START Article
We also listed the date and time of extraction with the datetime package. Eventually, we stored all this scraped data in a dictionary. We again made sure to store the raw data for all the individual links. 

In [None]:
# Define the parse_website function to extract information from each OV-fiets station webpage
def parse_website(url):
    header = {'User-agent': 'Mozilla/5.0'}  # with the user agent, we let Python know for which browser version to retrieve the website
    request = requests.get(url, headers=header)
    request.encoding = request.apparent_encoding  # set encoding to UTF-8
    source_code = request.text  # make website html code readable as text

    # Make information "extractable" using BeautifulSoup
    soup = BeautifulSoup(source_code, 'html.parser')

    # Scrape the relevant information
    station = soup.find(class_='title has-text-weight-bold').get_text()
    totaal = soup.find(title='Schatting op basis van de laaste drie maanden').get_text(strip=True)
END Article
START Records shown
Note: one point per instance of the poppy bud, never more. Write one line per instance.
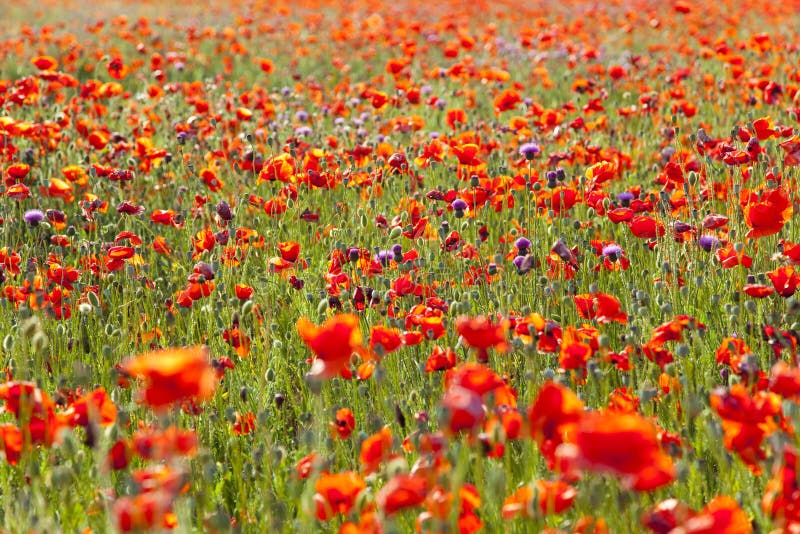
(224, 211)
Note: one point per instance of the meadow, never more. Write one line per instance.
(384, 267)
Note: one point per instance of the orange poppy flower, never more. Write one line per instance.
(785, 280)
(337, 494)
(376, 449)
(173, 375)
(767, 216)
(467, 154)
(400, 492)
(731, 352)
(624, 444)
(553, 419)
(96, 407)
(543, 496)
(45, 63)
(344, 424)
(746, 421)
(482, 334)
(333, 344)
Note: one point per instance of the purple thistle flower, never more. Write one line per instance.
(612, 250)
(522, 243)
(33, 217)
(459, 204)
(625, 196)
(529, 151)
(708, 242)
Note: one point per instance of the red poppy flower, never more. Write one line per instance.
(543, 496)
(333, 344)
(768, 215)
(401, 492)
(785, 280)
(553, 419)
(173, 375)
(344, 424)
(626, 445)
(337, 494)
(482, 334)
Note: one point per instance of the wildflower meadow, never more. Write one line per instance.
(396, 266)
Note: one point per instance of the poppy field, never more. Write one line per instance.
(383, 267)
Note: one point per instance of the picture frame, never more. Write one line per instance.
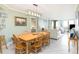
(20, 21)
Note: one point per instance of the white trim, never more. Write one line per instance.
(14, 9)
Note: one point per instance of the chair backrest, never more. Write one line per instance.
(15, 39)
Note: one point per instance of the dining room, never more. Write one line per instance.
(37, 28)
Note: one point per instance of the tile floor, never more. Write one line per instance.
(59, 46)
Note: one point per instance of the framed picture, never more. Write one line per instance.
(20, 21)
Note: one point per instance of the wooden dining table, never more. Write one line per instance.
(27, 37)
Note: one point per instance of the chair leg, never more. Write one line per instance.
(0, 49)
(69, 45)
(77, 46)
END Records shown
## Set tasks:
a) Answer these questions from the OV-fiets scraping walkthrough:
(i) Which package was used to list the date and time of extraction?
(ii) What value is given for the 'User-agent' header?
(iii) Which parser is passed to BeautifulSoup?
b) Extend the OV-fiets scraping walkthrough by continuing it from its last line of code.

## Answers per task:
a)
(i) The datetime package.
(ii) 'Mozilla/5.0'.
(iii) 'html.parser'.

b)
    if soup.find(class_="grafiek-overlay").get_text(strip=True) == 'geen actueledata beschikbaar':
        beschikbaar = 'Geen actuele data beschikbaar'
    elif soup.find("div", {"class": "grafiek-overlay"}).find("span", {"class": "badge"})['data-badge'] == '!':
        beschikbaar = 'Vertraging in de data'
    else:
        beschikbaar = soup.find('td', string='Nu beschikbaar').find_next_sibling('td').get_text(strip=True)
    soort = soup.find('td', string='Type stalling').find_next_sibling('td').get_text(strip=True)
    adres = soup.find(class_='table is-narrow is-fullwidth').find('td').get_text()
    if adres.startswith('Adres:'):
        adres = adres.replace('Adres:', '')
    else:
        adres = 'Onbekend'

    # extract current date and time
    current_datetime = datetime.datetime.now(pytz.timezone('Europe/Amsterdam'))
    formatted_datetime = current_datetime.strftime("%Y-%m-%d %H:%M")

    # store the information in a dictionary
    data = {'date': formatted_datetime,
            'station': station,
    		'totaal': totaal,
    		'beschikbaar': beschikbaar,
        'type stalling': soort,
        'adres': adres}

    # store the raw data in a dictionary
    raw_data = {'date': formatted_datetime, 'html': str(soup)}

    return (data, raw_data)

### 1.7 Store the raw HTML content in a JSON file
We can store the raw data in a file called raw_data.json and the actual scraped data in a file called ov_data.json. This way, we have two seperate files, one with the source code of every single page scraped and one with the structured scraped data (see 1.8). 

In [None]:
# store the raw data of the html structure in a json file
f = open('raw_data.json', 'a', encoding='utf-8')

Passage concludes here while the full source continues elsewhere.